Dataset excerpts:
*****
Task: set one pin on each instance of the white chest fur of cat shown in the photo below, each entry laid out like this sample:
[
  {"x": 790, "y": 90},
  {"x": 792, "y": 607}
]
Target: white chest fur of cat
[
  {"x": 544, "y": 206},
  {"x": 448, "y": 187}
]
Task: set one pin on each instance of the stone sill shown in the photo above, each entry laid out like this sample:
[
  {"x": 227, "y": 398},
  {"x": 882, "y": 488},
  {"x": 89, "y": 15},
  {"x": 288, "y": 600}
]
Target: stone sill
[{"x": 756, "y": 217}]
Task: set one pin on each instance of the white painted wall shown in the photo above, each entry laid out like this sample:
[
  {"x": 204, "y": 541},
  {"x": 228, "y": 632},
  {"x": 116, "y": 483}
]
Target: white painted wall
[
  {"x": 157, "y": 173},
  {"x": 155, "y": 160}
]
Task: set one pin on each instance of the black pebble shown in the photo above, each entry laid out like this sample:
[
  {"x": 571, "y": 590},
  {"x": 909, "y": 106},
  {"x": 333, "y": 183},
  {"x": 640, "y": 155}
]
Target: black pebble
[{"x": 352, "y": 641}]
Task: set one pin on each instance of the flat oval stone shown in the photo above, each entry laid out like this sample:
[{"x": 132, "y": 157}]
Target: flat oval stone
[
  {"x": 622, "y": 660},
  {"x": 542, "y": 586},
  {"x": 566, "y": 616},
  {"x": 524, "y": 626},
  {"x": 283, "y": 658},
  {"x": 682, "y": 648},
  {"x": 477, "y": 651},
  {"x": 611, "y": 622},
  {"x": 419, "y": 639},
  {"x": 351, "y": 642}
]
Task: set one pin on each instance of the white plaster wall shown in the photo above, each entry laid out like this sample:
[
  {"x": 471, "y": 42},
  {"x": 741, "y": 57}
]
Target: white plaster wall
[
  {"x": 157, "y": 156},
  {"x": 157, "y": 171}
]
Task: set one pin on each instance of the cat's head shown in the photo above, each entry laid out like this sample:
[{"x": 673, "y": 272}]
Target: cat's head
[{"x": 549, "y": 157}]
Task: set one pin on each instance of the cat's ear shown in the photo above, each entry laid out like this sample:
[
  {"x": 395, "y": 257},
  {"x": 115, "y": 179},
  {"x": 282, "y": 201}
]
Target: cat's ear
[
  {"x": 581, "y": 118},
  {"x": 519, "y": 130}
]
*****
WORK TASK
Copy all records verbatim.

SOLUTION TO THIS TASK
Task: set one pin on each instance of the white chest fur of cat shown in the photo below, each entry laid out like this sample:
[
  {"x": 790, "y": 90},
  {"x": 792, "y": 607}
]
Target: white chest fur of cat
[
  {"x": 544, "y": 206},
  {"x": 448, "y": 187}
]
Task: set one pin on each instance of the stone sill shown in the photo above, each entry laid out like this sample:
[
  {"x": 227, "y": 398},
  {"x": 882, "y": 488},
  {"x": 89, "y": 15},
  {"x": 288, "y": 600}
]
Target: stone sill
[{"x": 756, "y": 217}]
Task: set one pin on each instance of the white painted wall shown in the photo above, each entry laid out like this sample:
[
  {"x": 204, "y": 541},
  {"x": 228, "y": 632},
  {"x": 116, "y": 483}
]
Target: white painted wall
[
  {"x": 157, "y": 173},
  {"x": 155, "y": 160}
]
Task: set one pin on each instance of the black pebble shown in the photo above, each entry laid out like this sample:
[
  {"x": 571, "y": 590},
  {"x": 909, "y": 106},
  {"x": 333, "y": 183},
  {"x": 640, "y": 155}
]
Target: black pebble
[{"x": 352, "y": 641}]
Task: set one pin on each instance of the flat oval stone shown in the photo above, each entry laid out like this sample:
[{"x": 132, "y": 157}]
Target: flat oval stone
[
  {"x": 622, "y": 660},
  {"x": 542, "y": 586},
  {"x": 566, "y": 616},
  {"x": 524, "y": 626},
  {"x": 283, "y": 658},
  {"x": 682, "y": 648},
  {"x": 477, "y": 651},
  {"x": 611, "y": 622},
  {"x": 419, "y": 639},
  {"x": 351, "y": 642}
]
Task: set one pin on each instance of the white plaster wall shown in the photo above, each entry laid out like this sample:
[
  {"x": 471, "y": 42},
  {"x": 741, "y": 57}
]
Target: white plaster wall
[
  {"x": 157, "y": 156},
  {"x": 157, "y": 171}
]
Task: set one pin on each instance of the cat's head shown in the photo above, each entry laid out like this sample:
[{"x": 673, "y": 272}]
Target: cat's head
[{"x": 549, "y": 157}]
Task: set one pin on each instance of the cat's ear shown in the photo above, each entry laid out like this sample:
[
  {"x": 395, "y": 257},
  {"x": 115, "y": 179},
  {"x": 282, "y": 201}
]
Target: cat's ear
[
  {"x": 581, "y": 118},
  {"x": 519, "y": 130}
]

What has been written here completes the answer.